* Set of tasks *
A) List every organization the career story names as a place where the writer worked.
B) Show every line of the records that contains the string "shadow".

* Supplied passage *
╭──

I graduated from UNLV with a degree in metal sculpture. Realizing I had to make some sort of living, I started exploring web design, which at the time was a pretty exciting new realm. I taught myself Photoshop and learned to code using BBEdit while working part time as an assistant production manager for a small film and video shop in the San Francisco Bay area. That job actually presented my first career experience in following my heart, rather than doing the thing that seemed economically sensible. I could stay on and grow the role of an office manager, but there was no real need for a designer. I loved the people I worked with and I really liked the work, but my passion for web design had me hooked, and I had to follow that path. It was a path that grew like wild-fire. After a few years in the Bay Area and the onset of the dot.com economic downturn, I found myself back at UNLV. I worked my day job as UNLV’s senior web designer, taught on the side, and took on freelance work designing and building websites. Everything I did fed my hunger to learn more and become a better web designer.

As my career was taking off, my mom unexpectedly passed away. My mom, sister and I were as close as a mom and her two daughters could be. And I was never more grateful my career path had led me closer to home. At that time, I believe my work was what helped me keep moving.

I didn’t have kids then, and work was my salvation. Work was something I loved and could pour my focus and emotion into. In time I left UNLV, joined an interactive and animation shop called eatdrink, and after a couple years I became a partner there. Another economic downturn closed eatdrink, after which I joined Zappos, where I was able to play a big part in the overhaul of the look of their website then lead the front on their first mobile apps.

╰──

* Records for the task *
╭──

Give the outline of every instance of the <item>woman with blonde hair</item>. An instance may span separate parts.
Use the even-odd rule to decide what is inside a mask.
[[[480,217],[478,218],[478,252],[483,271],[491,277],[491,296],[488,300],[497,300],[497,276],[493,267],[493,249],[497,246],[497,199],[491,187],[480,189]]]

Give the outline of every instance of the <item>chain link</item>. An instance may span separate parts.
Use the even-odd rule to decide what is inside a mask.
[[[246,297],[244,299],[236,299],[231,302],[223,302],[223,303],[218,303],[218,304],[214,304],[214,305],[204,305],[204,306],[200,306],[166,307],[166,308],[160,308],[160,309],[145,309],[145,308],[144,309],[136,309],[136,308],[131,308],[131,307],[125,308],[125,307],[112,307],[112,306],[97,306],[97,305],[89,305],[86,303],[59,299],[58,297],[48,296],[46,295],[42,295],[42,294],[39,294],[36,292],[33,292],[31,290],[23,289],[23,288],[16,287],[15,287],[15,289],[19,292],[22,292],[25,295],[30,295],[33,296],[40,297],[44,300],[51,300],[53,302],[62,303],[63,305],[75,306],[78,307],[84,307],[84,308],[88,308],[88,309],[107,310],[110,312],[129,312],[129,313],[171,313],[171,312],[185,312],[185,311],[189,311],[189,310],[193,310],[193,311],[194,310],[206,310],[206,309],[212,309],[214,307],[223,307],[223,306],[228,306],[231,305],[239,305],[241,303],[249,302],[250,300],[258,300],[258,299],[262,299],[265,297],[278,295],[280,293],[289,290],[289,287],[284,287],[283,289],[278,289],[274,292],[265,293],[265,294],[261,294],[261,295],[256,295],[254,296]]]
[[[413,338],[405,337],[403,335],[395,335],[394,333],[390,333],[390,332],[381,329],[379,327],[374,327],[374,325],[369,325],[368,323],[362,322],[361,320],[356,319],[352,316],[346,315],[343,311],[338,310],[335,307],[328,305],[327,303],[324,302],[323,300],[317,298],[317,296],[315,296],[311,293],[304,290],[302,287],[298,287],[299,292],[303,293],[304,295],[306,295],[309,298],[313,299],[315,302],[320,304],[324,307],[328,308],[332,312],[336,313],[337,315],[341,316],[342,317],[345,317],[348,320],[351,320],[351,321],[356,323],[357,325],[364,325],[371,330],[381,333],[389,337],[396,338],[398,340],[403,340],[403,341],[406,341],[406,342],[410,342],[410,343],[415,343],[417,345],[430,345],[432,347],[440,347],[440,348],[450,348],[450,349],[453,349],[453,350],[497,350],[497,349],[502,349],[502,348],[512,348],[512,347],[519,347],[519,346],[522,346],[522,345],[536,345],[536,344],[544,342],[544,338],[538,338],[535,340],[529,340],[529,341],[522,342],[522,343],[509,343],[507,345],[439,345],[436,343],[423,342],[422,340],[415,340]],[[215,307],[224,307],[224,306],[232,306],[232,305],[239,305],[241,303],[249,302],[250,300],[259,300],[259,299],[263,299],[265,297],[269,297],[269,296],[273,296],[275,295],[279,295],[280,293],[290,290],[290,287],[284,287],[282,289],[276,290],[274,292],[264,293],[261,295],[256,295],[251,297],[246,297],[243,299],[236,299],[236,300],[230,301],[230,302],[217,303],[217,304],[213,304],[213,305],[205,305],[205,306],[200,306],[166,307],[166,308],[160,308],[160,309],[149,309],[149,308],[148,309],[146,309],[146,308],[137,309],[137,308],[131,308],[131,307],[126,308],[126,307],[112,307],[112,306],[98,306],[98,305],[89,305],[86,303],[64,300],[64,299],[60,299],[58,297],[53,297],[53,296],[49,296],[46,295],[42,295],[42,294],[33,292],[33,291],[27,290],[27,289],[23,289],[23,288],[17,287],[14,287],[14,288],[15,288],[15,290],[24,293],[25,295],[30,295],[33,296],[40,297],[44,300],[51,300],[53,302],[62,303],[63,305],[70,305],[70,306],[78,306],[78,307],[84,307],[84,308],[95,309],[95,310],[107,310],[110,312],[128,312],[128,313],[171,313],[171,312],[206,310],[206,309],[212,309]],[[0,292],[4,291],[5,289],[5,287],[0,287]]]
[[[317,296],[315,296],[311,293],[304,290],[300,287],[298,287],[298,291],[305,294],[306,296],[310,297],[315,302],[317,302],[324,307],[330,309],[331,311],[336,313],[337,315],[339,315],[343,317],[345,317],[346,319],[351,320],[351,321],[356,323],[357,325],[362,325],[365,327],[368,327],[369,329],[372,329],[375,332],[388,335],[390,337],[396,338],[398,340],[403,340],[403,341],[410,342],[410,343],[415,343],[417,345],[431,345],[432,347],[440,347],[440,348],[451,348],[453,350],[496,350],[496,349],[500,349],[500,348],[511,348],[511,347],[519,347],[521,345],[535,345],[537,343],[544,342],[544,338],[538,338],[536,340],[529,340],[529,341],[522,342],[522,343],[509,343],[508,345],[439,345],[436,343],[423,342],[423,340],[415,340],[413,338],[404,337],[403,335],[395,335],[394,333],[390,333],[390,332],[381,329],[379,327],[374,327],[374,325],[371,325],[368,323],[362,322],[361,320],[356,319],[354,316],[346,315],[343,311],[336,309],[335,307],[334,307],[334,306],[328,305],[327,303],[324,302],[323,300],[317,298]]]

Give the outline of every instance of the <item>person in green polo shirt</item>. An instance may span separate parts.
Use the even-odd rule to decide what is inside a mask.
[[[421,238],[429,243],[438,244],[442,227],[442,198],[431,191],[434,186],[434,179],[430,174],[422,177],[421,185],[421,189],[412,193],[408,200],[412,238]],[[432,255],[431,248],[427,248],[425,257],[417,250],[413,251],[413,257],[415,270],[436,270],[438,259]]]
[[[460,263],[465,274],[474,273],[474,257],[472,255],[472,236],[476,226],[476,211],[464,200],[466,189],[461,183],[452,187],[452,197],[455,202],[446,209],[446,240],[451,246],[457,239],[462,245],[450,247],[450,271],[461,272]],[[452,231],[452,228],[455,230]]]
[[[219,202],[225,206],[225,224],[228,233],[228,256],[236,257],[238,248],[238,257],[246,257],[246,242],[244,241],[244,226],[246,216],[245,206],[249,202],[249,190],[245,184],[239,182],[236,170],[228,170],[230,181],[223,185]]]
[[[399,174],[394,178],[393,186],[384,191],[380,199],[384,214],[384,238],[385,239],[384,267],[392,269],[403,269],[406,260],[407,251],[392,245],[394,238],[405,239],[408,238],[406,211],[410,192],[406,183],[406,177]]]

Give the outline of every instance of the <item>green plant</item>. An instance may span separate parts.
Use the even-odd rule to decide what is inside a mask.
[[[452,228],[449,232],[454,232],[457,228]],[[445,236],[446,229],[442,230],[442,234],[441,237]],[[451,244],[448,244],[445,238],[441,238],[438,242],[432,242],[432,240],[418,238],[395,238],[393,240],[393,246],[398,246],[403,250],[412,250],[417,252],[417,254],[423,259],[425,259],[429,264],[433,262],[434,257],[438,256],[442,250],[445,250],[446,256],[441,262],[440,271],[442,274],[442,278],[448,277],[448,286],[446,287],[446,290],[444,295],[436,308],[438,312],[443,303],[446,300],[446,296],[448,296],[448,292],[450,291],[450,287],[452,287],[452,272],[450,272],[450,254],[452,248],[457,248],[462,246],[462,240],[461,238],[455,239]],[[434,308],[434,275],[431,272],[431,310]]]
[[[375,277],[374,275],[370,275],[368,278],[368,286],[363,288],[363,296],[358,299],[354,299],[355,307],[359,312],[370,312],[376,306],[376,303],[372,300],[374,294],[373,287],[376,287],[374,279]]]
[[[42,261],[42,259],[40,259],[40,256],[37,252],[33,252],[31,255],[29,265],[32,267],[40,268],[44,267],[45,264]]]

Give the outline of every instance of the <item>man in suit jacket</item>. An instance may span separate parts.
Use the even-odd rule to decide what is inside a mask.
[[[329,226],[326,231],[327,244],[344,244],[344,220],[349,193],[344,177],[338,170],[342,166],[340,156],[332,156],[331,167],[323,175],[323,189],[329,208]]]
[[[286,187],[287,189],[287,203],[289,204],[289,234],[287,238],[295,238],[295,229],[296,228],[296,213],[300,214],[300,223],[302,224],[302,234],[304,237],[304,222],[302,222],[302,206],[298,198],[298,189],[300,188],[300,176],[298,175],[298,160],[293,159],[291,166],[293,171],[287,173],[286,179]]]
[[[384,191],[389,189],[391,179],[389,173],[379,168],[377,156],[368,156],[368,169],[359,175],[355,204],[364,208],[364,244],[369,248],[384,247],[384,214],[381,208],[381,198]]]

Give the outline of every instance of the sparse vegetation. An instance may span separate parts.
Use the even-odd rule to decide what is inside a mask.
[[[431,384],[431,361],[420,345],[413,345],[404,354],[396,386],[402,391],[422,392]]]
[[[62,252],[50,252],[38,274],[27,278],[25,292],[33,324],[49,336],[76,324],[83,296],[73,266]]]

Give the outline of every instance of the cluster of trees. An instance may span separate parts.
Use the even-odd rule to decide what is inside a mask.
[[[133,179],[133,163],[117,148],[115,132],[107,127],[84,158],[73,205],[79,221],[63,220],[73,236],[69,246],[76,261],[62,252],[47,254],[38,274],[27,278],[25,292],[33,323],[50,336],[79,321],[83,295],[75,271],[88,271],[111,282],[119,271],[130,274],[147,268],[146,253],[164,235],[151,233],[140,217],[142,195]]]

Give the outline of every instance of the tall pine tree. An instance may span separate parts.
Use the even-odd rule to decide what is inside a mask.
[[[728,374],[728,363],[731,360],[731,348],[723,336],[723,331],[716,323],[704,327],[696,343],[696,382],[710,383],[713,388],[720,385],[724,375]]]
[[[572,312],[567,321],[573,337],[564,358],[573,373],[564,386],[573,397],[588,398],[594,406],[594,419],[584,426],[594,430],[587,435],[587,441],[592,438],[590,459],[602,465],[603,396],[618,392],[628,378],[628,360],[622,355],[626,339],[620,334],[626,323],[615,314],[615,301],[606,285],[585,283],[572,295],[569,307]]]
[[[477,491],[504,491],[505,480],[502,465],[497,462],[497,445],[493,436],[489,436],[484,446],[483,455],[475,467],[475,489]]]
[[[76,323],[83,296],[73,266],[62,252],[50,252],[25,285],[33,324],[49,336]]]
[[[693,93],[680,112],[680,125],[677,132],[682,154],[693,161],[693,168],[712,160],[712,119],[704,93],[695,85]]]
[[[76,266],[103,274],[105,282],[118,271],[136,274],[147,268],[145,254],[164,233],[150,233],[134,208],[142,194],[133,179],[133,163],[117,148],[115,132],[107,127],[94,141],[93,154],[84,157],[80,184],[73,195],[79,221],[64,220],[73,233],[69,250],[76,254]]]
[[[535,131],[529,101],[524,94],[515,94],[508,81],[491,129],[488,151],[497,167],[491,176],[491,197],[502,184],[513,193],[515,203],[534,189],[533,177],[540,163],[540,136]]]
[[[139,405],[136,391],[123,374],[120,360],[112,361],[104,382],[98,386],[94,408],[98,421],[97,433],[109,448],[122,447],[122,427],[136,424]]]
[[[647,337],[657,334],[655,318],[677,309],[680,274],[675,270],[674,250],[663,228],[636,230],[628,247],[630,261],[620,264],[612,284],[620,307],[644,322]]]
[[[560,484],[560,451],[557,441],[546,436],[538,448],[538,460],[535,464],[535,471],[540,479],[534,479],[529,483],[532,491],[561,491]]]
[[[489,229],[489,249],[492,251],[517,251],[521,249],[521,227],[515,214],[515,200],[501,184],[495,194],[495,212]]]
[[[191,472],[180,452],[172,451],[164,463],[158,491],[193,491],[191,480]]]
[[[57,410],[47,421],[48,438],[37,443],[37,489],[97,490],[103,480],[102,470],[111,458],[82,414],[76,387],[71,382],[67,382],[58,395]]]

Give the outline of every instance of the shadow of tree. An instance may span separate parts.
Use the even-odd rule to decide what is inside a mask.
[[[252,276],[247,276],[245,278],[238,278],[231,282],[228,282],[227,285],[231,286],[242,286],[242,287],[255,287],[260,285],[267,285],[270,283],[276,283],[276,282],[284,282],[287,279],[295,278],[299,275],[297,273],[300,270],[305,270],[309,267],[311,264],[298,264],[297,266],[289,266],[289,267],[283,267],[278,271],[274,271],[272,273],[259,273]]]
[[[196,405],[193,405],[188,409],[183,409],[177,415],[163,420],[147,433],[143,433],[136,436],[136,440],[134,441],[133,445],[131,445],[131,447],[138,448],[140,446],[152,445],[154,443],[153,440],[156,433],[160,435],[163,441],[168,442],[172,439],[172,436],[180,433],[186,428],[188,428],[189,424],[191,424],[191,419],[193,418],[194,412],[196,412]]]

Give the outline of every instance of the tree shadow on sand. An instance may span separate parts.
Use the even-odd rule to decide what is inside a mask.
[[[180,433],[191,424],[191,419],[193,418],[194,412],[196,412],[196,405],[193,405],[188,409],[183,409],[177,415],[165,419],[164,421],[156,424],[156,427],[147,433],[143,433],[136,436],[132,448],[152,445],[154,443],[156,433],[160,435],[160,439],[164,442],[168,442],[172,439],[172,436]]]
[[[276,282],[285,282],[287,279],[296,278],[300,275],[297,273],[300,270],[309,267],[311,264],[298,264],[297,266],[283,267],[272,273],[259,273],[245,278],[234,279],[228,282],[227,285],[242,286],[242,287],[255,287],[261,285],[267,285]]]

╰──

* Answers for this exercise *
A) UNLV, eatdrink, Zappos

B)
Give the outline of every instance of the shadow of tree. An instance may span separate parts.
Give the outline of every instance of the tree shadow on sand. An instance may span separate parts.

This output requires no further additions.